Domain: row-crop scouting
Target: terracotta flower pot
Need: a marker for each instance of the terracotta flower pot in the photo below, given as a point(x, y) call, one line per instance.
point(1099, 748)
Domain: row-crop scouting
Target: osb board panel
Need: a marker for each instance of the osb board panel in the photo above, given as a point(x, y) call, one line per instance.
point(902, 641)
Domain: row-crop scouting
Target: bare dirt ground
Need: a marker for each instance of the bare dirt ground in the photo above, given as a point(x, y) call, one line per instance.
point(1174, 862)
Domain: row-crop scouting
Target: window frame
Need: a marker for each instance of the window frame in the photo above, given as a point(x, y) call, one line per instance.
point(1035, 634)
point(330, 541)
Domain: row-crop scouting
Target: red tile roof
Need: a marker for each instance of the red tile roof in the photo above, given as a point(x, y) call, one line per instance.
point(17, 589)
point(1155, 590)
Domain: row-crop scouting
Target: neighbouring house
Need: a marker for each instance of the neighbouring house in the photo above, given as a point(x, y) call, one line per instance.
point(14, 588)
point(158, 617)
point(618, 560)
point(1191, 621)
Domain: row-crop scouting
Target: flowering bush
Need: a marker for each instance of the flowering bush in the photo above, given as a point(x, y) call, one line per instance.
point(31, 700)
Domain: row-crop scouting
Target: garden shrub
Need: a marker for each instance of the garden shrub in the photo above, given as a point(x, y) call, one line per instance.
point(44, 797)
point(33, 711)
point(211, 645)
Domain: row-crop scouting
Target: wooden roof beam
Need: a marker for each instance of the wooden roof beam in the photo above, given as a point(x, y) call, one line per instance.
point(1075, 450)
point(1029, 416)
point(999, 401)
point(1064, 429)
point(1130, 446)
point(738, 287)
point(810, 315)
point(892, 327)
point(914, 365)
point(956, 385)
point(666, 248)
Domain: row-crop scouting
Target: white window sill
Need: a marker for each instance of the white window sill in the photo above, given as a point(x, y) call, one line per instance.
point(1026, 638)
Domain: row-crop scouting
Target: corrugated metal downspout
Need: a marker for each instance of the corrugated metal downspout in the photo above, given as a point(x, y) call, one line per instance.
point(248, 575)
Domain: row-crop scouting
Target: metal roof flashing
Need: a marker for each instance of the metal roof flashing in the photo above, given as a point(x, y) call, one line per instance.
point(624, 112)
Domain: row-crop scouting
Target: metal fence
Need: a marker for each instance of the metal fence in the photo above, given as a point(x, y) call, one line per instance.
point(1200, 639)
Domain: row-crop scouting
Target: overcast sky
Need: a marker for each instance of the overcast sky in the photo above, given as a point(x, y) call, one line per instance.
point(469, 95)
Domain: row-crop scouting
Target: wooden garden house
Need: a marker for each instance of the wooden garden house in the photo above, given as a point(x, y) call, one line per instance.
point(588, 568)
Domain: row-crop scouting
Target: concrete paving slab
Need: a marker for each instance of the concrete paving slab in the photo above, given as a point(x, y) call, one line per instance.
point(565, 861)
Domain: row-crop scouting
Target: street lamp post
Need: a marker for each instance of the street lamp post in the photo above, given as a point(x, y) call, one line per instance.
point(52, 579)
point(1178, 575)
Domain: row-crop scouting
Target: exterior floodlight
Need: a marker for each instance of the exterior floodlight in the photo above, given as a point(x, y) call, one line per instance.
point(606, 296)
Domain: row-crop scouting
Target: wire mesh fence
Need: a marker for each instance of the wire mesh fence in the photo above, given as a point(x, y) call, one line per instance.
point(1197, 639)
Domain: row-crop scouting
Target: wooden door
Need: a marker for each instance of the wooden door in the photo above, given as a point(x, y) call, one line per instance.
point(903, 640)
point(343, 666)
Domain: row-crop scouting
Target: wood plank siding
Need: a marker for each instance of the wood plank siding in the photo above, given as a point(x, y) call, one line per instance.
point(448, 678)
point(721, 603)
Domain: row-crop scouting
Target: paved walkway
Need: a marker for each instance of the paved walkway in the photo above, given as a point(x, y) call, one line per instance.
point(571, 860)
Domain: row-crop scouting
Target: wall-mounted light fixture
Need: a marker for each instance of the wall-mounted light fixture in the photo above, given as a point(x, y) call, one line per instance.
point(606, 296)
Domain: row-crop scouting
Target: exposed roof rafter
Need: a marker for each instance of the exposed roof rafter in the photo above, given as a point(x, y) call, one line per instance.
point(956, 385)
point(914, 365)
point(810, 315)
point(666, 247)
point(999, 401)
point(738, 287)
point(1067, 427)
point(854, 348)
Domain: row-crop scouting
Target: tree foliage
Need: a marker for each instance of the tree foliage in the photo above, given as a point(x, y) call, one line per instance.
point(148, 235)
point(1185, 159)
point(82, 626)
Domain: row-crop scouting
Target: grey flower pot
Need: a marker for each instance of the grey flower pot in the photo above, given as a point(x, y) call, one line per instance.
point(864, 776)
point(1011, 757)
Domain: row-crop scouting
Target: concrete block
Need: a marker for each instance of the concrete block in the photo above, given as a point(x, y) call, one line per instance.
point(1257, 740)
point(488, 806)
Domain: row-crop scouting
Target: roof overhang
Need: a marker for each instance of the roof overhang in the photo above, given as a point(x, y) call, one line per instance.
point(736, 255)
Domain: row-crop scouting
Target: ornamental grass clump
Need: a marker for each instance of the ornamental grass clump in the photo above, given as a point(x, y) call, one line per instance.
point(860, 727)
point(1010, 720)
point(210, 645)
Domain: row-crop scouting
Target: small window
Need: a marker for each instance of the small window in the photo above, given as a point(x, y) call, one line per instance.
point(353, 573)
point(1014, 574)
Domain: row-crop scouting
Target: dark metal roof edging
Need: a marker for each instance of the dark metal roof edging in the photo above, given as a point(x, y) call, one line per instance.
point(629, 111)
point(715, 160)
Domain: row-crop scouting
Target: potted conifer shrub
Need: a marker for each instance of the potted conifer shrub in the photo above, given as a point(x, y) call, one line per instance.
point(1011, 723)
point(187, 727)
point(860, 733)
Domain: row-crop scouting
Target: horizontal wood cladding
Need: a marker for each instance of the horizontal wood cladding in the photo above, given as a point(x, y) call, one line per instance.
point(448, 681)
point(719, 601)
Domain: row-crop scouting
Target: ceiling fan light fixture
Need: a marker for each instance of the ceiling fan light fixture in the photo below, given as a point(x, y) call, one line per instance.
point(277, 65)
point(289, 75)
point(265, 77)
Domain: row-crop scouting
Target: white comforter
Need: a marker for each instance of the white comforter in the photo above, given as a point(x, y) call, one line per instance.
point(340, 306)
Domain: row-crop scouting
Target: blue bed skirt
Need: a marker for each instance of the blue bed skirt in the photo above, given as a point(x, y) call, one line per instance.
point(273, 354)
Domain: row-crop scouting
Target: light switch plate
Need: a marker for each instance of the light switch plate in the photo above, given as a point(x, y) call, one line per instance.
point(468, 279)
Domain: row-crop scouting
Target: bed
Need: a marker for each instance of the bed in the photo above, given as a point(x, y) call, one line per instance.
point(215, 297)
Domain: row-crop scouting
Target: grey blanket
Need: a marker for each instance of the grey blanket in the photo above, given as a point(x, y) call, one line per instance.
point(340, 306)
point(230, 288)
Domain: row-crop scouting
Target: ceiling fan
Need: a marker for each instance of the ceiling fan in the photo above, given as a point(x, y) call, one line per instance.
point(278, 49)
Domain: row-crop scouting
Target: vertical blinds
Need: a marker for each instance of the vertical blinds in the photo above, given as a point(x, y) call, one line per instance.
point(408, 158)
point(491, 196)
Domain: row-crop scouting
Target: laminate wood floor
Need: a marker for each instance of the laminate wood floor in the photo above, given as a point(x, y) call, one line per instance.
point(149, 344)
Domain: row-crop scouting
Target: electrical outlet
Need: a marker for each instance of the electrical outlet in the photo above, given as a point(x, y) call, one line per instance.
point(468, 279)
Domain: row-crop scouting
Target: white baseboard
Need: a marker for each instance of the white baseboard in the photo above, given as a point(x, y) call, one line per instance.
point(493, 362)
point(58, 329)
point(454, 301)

Requirement:
Pull out each line of the material above that contains the word "ornamental", treating uppercase and lowercase as different.

Worked solution:
Target: ornamental grass clump
Need: a marker for each instance of the ornamental grass clump in the photo above, given as a point(x, y) call, one line per instance.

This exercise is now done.